### Jobs:
1. Set down word for word the part of the Santa Fe National Cemetery text that runs from "Santa Fe National" down to "Places in 2016.".
2. Decide whether each statement agrees with the Santa Fe National Cemetery text: (a) The Roman Catholic Archdiocese of Santa Fe donated the land to the federal government in 1870. (b) In 1953 the government acquired 34 additional acres. (c) In 2017 the Veterans Administration bought six acres of land adjacent to the cemetery. Answer yes or no for each, quoting the words of the text that decide it.
3. List every fort that the Santa Fe National Cemetery text names as a place from which the government moved remains between 1896 and 1912, with the state given for each.

Santa Fe National Cemetery is a United States National Cemetery in the city of Santa Fe, in Santa Fe County, New Mexico. It encompasses , and as of 2021, had 68,000 interments. Administered by the United States Department of Veterans Affairs, it is one of two national cemeteries in New Mexico (the other being Fort Bayard).  It was listed on the National Register of Historic Places in 2016.

History 
The first known burial in the cemetery occurred in 1868 prior to the formal establishment of the land as a national cemetery. Though New Mexico only played a small part in the American Civil War, the cemetery was created after the war to inter the Union soldiers who died fighting there, primarily at the Battle of Glorieta Pass. The Roman Catholic Archdiocese of Santa Fe donated the land to the federal government in 1870. In 1876 its status was changed to a post cemetery, but in 1885 it became a national cemetery once again. The remains of Governor Charles Bent, the first American governor of the Territory of New Mexico, were among 47 bodies removed in 1895 from the old Masonic Cemetery in Santa Fe to the national cemetery. Between 1896 and 
1912, the government moved remains here from several abandoned forts which had small post cemeteries including Apache and Grant in Arizona, Hatch and Wingate in New Mexico, and Duchesne in Utah among many other smaller posts. In 1953, the government acquired an additional 25 acres, bringing the cemetery to 34 acres. On 
June 23, 1987, the remains of 31 Confederate soldiers of the Texas Mounted Volunteers who were killed or died as a result of wounds during the Battle of Glorieta Pass were discovered in a mass grave on the battlefield. Three were identified and 28 who could not be identified were reburied in Section K together. In 2007 the remains of sixty-four federal soldiers and civilians discovered by the U.S. Bureau of Reclamation at the site of Fort Craig were relocated to here. In 2017 the Veterans Administration was unsuccessful in purchasing six acres of land adjacent to the cemetery and current estimates are that the site will be at capacity before 2030.

### Given entries:
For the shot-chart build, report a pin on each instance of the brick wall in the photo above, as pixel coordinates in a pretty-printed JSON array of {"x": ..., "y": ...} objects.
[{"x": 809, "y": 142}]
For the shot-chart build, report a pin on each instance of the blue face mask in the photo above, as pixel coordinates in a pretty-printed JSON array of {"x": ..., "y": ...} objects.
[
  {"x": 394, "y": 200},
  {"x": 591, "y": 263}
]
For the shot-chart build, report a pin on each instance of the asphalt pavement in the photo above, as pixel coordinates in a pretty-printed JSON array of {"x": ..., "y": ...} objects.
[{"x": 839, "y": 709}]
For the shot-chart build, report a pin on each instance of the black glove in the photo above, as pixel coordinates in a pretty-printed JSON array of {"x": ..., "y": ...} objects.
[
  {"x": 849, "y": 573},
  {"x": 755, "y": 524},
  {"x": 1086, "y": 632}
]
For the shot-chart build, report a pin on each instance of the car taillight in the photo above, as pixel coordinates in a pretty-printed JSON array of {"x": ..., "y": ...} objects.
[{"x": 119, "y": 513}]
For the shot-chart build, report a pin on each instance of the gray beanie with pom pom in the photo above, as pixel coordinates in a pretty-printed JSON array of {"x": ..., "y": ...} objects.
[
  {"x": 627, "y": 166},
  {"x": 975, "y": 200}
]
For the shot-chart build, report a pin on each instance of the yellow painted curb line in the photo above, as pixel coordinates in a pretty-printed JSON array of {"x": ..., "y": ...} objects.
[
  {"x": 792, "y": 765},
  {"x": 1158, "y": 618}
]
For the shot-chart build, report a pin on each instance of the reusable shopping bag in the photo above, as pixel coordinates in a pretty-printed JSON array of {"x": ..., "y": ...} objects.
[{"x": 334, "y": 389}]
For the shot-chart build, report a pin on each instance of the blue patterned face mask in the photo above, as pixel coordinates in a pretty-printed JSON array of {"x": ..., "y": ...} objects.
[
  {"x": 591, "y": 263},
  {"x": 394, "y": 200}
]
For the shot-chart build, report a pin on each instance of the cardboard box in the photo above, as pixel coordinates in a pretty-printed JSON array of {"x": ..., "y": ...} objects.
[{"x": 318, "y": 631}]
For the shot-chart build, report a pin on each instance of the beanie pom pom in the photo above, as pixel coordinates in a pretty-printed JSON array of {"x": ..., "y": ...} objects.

--

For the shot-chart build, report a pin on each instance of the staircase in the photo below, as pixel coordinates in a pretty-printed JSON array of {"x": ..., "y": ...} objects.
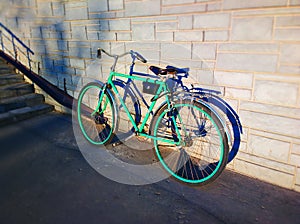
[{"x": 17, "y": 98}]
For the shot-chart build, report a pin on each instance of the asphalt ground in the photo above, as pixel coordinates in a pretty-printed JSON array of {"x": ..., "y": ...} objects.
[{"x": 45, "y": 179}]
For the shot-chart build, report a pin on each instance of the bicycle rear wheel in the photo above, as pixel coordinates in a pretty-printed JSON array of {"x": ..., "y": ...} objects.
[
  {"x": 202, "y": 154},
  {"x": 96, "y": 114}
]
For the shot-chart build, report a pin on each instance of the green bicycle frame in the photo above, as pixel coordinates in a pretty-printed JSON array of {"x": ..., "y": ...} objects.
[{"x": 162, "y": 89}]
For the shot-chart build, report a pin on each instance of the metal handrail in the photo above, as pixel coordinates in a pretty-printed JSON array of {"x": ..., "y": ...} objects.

### Answers per task:
1.
Santa Fe National Cemetery is a United States National Cemetery in the city of Santa Fe, in Santa Fe County, New Mexico. It encompasses , and as of 2021, had 68,000 interments. Administered by the United States Department of Veterans Affairs, it is one of two national cemeteries in New Mexico (the other being Fort Bayard).  It was listed on the National Register of Historic Places in 2016.

2.
(a) Yes: "The Roman Catholic Archdiocese of Santa Fe donated the land to the federal government in 1870."
(b) No: "In 1953, the government acquired an additional 25 acres, bringing the cemetery to 34 acres."
(c) No: "In 2017 the Veterans Administration was unsuccessful in purchasing six acres of land adjacent to the cemetery"

3.
Apache (Arizona)
Grant (Arizona)
Hatch (New Mexico)
Wingate (New Mexico)
Duchesne (Utah)